Records supplied start

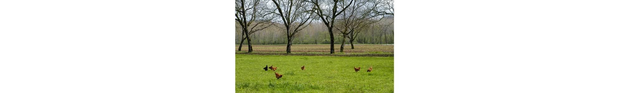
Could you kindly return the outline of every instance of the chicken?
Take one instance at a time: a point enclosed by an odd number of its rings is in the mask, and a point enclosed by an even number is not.
[[[368,68],[368,72],[370,71],[372,71],[372,66],[370,66],[370,68]]]
[[[353,66],[353,68],[354,68],[354,72],[359,71],[359,69],[361,69],[361,67],[359,67],[359,68],[355,68],[354,66]]]
[[[283,74],[279,74],[279,73],[275,73],[275,78],[277,78],[277,79],[279,79],[279,78],[281,78],[282,76],[283,76]]]
[[[269,65],[266,65],[266,66],[269,66]],[[270,67],[269,67],[269,69],[272,69],[272,68],[273,68],[272,65],[270,65]]]
[[[269,65],[266,65],[266,67],[264,67],[264,71],[269,71]]]
[[[271,68],[270,69],[272,69],[273,71],[274,71],[275,70],[277,70],[277,67],[273,67],[273,68]]]

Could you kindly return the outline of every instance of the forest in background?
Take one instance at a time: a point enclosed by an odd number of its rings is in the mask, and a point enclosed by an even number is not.
[[[394,43],[394,17],[385,17],[378,23],[370,25],[361,31],[359,36],[354,39],[354,44],[393,44]],[[242,39],[240,25],[235,24],[235,44],[239,45]],[[308,27],[301,30],[301,34],[292,41],[293,44],[330,44],[329,33],[321,23],[317,22],[310,24]],[[255,45],[285,45],[287,37],[285,31],[275,26],[269,27],[264,30],[253,33],[251,43]],[[341,37],[336,37],[335,42],[341,42]],[[350,39],[346,38],[346,42]]]
[[[356,43],[394,42],[393,0],[236,0],[235,3],[237,51],[245,41],[249,53],[253,52],[253,44],[285,44],[287,53],[290,53],[293,44],[328,43],[331,54],[335,53],[336,44],[343,52],[347,44],[354,49]],[[327,34],[328,39],[324,37]]]

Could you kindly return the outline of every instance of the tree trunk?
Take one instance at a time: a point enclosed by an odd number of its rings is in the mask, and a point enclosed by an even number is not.
[[[244,43],[244,39],[247,39],[247,37],[244,37],[244,34],[242,34],[242,39],[240,40],[240,46],[238,46],[238,51],[242,50],[242,43]]]
[[[354,49],[354,46],[353,45],[353,39],[350,39],[351,42],[351,49]]]
[[[329,37],[331,38],[331,54],[335,53],[335,48],[333,47],[333,44],[335,43],[335,39],[333,39],[333,28],[329,28]]]
[[[340,52],[344,52],[344,42],[346,41],[346,35],[342,36],[342,44],[340,45]]]
[[[251,45],[251,37],[249,37],[249,32],[245,31],[244,34],[247,35],[247,45],[249,45],[249,53],[253,52],[253,46]]]
[[[285,51],[286,51],[287,53],[290,53],[290,51],[291,50],[290,50],[290,47],[291,46],[292,46],[292,39],[291,39],[290,37],[288,37],[288,45],[286,45],[286,48],[285,48]]]

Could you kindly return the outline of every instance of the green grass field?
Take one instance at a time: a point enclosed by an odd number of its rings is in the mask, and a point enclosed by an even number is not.
[[[236,92],[393,92],[394,57],[236,54]],[[265,71],[266,65],[277,67]],[[305,70],[301,66],[305,66]],[[355,73],[353,66],[361,67]],[[373,67],[372,72],[366,72]],[[274,73],[283,74],[277,79]]]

Records supplied end

## Aim
Rewrite the data starting at the line that contains "green grass field?" and running through the end, changing "outline" to "border" and leaving everything else as it is.

## Task response
Could you kindly return the border of every instance of the green grass field?
Take one instance at a time: a point enclosed by an odd number of its rings is in the mask, and a point enclosed by an even number is not.
[[[236,92],[393,92],[394,57],[236,54]],[[265,71],[266,65],[277,67]],[[305,70],[301,66],[305,66]],[[355,73],[353,66],[361,67]],[[373,67],[372,72],[366,72]],[[274,73],[283,74],[277,79]]]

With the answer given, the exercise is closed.